**Stated task A**
Copy out the stretch of the listing from the line containing "outline man standing on rocks" through the end of the listing, unchanged.

-- Start Text provided --

Furthermore, Resolution 242 did not require Israel to withdraw from “all” of “the” territories captured from Jordan, Egypt and Syria. As explained by the late Eugene Rostow, the former U.S. Undersecretary of State who participated in the drafting of Resolution 242, the exclusion of the adjective “all” and definite article “the” was intentional and indicative of the essential meaning.

Resolution 242, which as undersecretary of state for political affairs between 1966 and 1969 I helped produce, calls on the parties to make peace and allows Israel to administer the territories it occupied in 1967 until ‘a just and lasting peace in the Middle East’ is achieved. When such a peace is made, Israel is required to withdraw its armed forces ‘from territories’ it occupied during the Six-Day War – not from ‘the’ territories nor from ‘all’ the territories, but from some of the territories, which included the Sinai Desert, the West Bank, the Golan Heights, East Jerusalem, and the Gaza Strip.
[ …]
Five-and-a-half months of vehement public diplomacy in 1967 made it perfectly clear what the missing definite article in Resolution 242 means. Ingeniously drafted resolutions calling for withdrawals from ‘all’ the territories were defeated in the Security Council and the General Assembly. Speaker after speaker made it explicit that Israel was not to be forced back to the ‘fragile’ and ‘vulnerable’ Armistice Demarcation Lines [‘Green Line’], but should retire once peace was made to what Resolution 242 called ‘secure and recognized’ boundaries …— “The Future of Palestine,” Rostow, Eugene V., Institute for National Strategic Studies, November 1993.

Significantly, the black letter of Resolution 242 applied only to incorporated states, not amorphous groups like “Palestinians,” who did not collectively constitute a sovereign actor involved in the conflict. And while the Resolution mentioned “refugees,” the term referred to Jews and Arabs who lost their homes during the war in 1948, not a Palestinian national entity that did not exist. The Palestinians as a group had no corporate national existence; and to the extent Jordan conveyed to the Palestinians its interest in Judea and Samaria as part of the Oslo process, Jordan’s title was invalid because it seized the territories illegally.

Demographic Reality Favors Sovereignty or Annexation

Slightly more than 60% of Judea and Samaria rests within “Area C,” which now has a Jewish population of more than one-half million and is currently under Israeli control. (The Oslo Accords established three administrative divisions, designated as Areas A, B and C.) Moreover, nearly 350,000 Jews live in East Jerusalem and the surrounding neighborhoods beyond the Green Line. So, despite dire warnings of an “Arab demographic time bomb,” Jews do not comprise an insignificant minority in the “disputed territories” and are not likely to be dispossessed. There is little doubt that these territories were historically Jewish or that the Arab population expanded through immigration from the late nineteenth century through the British Mandatory period.

-- End Text provided --

**Stated task B**
According to the text on Resolution 242, what share of Judea and Samaria lies within "Area C"?

-- Start The data --

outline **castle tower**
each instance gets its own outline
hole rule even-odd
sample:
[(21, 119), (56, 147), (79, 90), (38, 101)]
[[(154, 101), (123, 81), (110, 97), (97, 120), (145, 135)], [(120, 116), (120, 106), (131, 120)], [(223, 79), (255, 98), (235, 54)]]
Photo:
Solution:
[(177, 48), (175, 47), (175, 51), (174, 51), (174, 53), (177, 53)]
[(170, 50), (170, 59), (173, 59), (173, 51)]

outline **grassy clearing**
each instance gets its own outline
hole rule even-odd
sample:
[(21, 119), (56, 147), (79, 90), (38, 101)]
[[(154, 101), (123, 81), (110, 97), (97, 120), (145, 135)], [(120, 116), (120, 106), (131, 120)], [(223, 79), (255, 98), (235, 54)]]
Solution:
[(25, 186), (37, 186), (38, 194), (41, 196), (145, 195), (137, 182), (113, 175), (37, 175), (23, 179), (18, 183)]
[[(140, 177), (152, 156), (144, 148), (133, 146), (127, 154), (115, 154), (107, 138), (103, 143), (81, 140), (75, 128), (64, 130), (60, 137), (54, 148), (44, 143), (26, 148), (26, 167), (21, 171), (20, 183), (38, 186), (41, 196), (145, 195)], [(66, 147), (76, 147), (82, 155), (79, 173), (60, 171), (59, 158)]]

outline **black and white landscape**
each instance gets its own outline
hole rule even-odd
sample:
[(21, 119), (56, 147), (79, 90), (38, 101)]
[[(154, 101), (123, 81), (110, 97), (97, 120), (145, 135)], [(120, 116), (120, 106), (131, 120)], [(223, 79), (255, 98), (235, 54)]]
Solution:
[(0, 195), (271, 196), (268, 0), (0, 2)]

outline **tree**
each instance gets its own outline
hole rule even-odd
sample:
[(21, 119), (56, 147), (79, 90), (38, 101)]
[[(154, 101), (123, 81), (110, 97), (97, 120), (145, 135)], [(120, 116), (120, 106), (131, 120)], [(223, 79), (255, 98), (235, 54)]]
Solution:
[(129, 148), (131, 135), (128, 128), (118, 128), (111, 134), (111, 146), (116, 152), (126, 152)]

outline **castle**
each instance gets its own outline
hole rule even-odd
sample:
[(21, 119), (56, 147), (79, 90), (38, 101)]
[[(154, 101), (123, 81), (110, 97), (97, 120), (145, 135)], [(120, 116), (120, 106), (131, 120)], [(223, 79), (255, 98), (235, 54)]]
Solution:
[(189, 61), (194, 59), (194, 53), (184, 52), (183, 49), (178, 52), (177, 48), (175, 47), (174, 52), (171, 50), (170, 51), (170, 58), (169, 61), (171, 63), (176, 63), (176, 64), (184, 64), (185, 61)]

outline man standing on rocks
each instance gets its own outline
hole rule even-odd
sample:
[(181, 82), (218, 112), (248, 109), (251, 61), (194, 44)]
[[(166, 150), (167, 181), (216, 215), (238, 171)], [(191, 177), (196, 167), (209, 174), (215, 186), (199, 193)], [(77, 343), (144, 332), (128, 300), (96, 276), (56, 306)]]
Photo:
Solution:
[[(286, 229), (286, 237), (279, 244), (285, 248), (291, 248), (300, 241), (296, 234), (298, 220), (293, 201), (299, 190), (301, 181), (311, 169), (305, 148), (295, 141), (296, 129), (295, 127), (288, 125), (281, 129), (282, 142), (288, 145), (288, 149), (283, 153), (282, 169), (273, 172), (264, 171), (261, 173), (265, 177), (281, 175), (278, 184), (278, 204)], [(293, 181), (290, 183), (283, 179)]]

-- End The data --

**Written reply A**
outline man standing on rocks
each instance gets its own outline
hole rule even-odd
sample:
[(181, 82), (218, 112), (248, 109), (251, 61), (194, 44)]
[[(166, 150), (167, 181), (216, 215), (238, 171)], [(191, 177), (196, 167), (209, 174), (215, 186), (199, 193)], [(77, 343), (144, 332), (128, 300), (96, 276), (56, 306)]]
Photo:
Solution:
[[(286, 229), (286, 237), (279, 244), (285, 248), (291, 248), (300, 241), (296, 234), (298, 220), (293, 201), (299, 190), (301, 181), (311, 169), (305, 148), (295, 141), (296, 129), (295, 127), (288, 125), (281, 129), (282, 142), (288, 145), (288, 149), (283, 153), (282, 169), (273, 172), (264, 171), (261, 173), (265, 177), (281, 175), (278, 184), (278, 204)], [(293, 181), (290, 183), (283, 179)]]

**Written reply B**
Slightly more than 60%